#### [Requirement]
Turn each line of the records below into an item of a numbered list, and leave out any blank lines.

#### [Dataset excerpts]
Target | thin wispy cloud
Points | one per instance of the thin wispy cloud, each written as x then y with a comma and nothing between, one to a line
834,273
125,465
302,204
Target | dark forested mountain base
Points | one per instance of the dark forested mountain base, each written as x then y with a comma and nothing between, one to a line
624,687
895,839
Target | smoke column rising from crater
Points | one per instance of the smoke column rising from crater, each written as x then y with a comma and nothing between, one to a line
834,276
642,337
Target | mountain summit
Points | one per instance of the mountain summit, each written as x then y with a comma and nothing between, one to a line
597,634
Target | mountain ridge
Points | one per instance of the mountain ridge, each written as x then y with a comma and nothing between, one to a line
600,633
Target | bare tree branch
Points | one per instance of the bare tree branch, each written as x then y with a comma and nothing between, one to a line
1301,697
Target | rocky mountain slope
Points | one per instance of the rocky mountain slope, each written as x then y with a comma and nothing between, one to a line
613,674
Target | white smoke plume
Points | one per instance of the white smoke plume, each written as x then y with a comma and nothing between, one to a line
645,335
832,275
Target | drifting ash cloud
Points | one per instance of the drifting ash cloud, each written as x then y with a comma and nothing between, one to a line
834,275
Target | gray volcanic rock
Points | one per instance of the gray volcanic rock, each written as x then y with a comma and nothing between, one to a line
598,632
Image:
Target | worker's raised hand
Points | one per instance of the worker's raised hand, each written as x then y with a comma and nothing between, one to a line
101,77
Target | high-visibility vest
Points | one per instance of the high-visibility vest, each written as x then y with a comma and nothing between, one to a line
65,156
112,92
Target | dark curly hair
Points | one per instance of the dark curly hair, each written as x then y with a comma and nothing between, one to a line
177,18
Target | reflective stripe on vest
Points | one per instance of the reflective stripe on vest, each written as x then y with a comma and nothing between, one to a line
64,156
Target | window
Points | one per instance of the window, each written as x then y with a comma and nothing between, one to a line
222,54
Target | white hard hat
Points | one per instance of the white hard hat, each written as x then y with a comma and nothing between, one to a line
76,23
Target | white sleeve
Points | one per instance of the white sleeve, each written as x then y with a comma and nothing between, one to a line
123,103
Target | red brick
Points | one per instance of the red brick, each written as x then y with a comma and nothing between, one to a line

#### [Result of the task]
1. Target | thin wispy cloud
2. Points | one per instance of the thin wispy cloud, each written as x then y with a comma and nothing between, one to a line
3. 834,273
4. 125,465
5. 302,204
6. Target | dark forested mountain base
7. Points | one per instance of the dark forested mountain base, each written as x then y with a comma and nothing between, one to a line
8. 624,687
9. 895,839
10. Target | smoke column rising from crater
11. Points | one per instance of the smoke column rising from crater, each written as x then y with a comma and nothing between, one to a line
12. 834,276
13. 642,337
14. Target | mountain summit
15. Points | one per instance of the mountain summit, each written as x then y with a comma and nothing between, one to a line
16. 597,634
17. Target | mountain ridge
18. Points | one per instance of the mountain ridge, each written as x then y with a comma and nothing between, one to a line
19. 600,633
20. Target | bare tree branch
21. Points | one per instance of the bare tree branch, each written as x then y with a comma and nothing between, one to a line
22. 1301,697
23. Target | rocky mountain slope
24. Points | one per instance of the rocky mountain slope, each written as x then y with a comma and nothing between, one to a line
25. 613,674
26. Target | white smoke plume
27. Points | one per instance of the white smoke plume, each written as x then y with a comma and nothing between, one to a line
28. 645,335
29. 832,275
30. Target | drifting ash cloud
31. Points | one per instance of the drifting ash cloud, each written as x then y with a comma and nothing between, one to a line
32. 834,275
33. Target | gray volcanic rock
34. Points | one per instance of the gray volcanic rock, each written as x then y with a comma and nothing between, one to a line
35. 598,632
36. Image:
37. Target | worker's raised hand
38. Points | one per instance of the worker's raised hand, each written as x then y with a comma and nothing between, one to a line
39. 101,77
40. Target | high-visibility vest
41. Points | one per instance of the high-visibility vest, each written as x then y with a comma and nothing between, one to a line
42. 65,156
43. 112,92
44. Target | dark curly hair
45. Points | one per instance of the dark curly hair, each written as x then y with a comma and nothing between, one to a line
46. 177,18
47. Target | reflective stripe on vest
48. Points | one per instance of the reflective stripe on vest, each written as x then y with a comma and nothing between, one to a line
49. 64,156
50. Target | window
51. Points | one per instance of the window, each written as x then y with a comma and nothing between, one to a line
52. 222,54
53. Target | white hard hat
54. Points | one per instance of the white hard hat, each written as x then y with a comma and nothing between, one to a line
55. 76,23
56. Target | white sleeve
57. Points | one per instance of the white sleeve, each written as x then y with a comma and nothing between, one to a line
58. 123,103
59. Target | red brick
60. Points | one per instance of the red brick, each written as x then y with a comma and nothing between, one to a line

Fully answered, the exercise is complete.